:: Document extract ::
*****
Cellulases from a number of bacterial and fungal sources have been purified and characterized. The best investigated and most widely applied cellulolytic enzymes of fungal origin have been derived from Trichoderma reesei (the anamorph of Hypocrea jecorina). Cellulases from less known fungi have also been disclosed. Hong et al. (2003a and 2003b) characterize EG and CBHI of Thermoascus aurantiacus produced in yeast. Tuohy et al. (2002) describe three forms of cellobiohydrolases from Talaromyces emersonii, a moderately thermophilic fungus. The sequence and detailed biochemical characterization of these T. emersonii cellobiohydrolases have shown comparable properties with the cellobiohydrolases of T. reesei and P. chrysosporium. The cellulase enzymes of another thermophilic fungus, Melanocarpus albomyces, include at least two endoglucanases (Cel45A and Cel7A) and one cellobiohydrolase (Cel7B). These enzymes have been cloned and characterized for their pH and temperature behavior (Miettinen-Oinonen et al., 2004). WO2007071818 describes enzymatic conversion of lignocellulosic material by enzymes including cellobiohydrolase, endoglucanase, beta-glucosidase and optionally xylanase derived from Thermoascus auranticus, Acremonium thermophilium or Chaetomium thermophilium. U.S. Pat. No. 7,892,812 describes cellulose compositions comprising endoglucanase and their use in industrial applications, for example in saccharification of lignocellulose biomass. The cellulases are from fungi Chrysosporium lucknowense, which has been identified as Myceliophthora thermophila (Visser et al., 2011).
Endoglucanases of the Cel7 family (EGs fam 7) are disclosed e.g. in U.S. Pat. No. 5,912,157, which pertains Myceliphthora endoglucanase and its homologues and applications thereof in detergent, textile, and pulp. U.S. Pat. No. 6,071,735 describes cellulases exhibiting high endoglucanase activity in alkaline conditions. Uses as detergent, in pulp and paper, and textile applications are discussed. U.S. Pat. No. 5,763,254 discloses enzymes from strains of Humicola, Fusarium and Myceliopthora degrading cellulose/hemicellulose and having a carbohydrate binding module homologous to the region A of T. reesei. 
WO2004078919 discloses purified glycosyl hydrolase family 7 (Cel7A) enzymes from Penicillium funiculosum, which demonstrate a high level of specific performance when formulated with an endoglucanase and tested on pretreated corn stover.
*****
:: Record set ::
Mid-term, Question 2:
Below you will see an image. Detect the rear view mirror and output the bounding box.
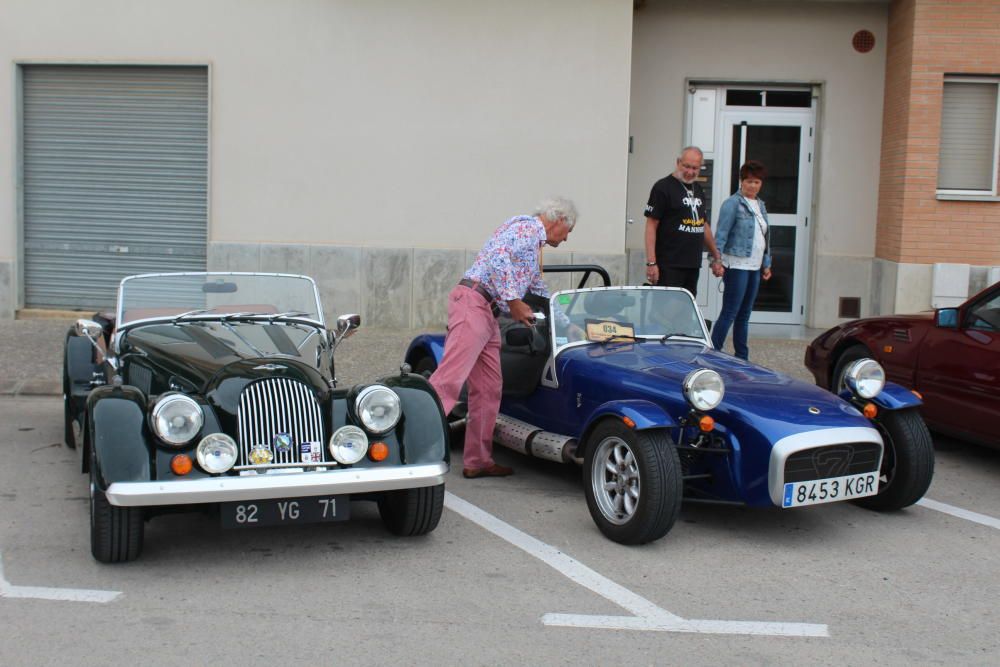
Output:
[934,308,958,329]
*****
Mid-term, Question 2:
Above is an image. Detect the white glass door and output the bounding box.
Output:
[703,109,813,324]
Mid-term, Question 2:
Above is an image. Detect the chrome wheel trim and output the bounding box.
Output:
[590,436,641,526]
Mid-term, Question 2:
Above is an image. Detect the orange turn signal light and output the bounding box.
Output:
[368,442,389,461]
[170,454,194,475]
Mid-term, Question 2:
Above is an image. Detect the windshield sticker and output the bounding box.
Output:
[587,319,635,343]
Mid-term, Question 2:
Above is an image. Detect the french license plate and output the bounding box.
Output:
*****
:: Instructions for the task ::
Rewrite the cellulase text from "WO2004078919 discloses purified" up to and including "pretreated corn stover.", putting "wheat straw" in place of "corn stover".

:: Solution to this exercise ::
WO2004078919 discloses purified glycosyl hydrolase family 7 (Cel7A) enzymes from Penicillium funiculosum, which demonstrate a high level of specific performance when formulated with an endoglucanase and tested on pretreated wheat straw.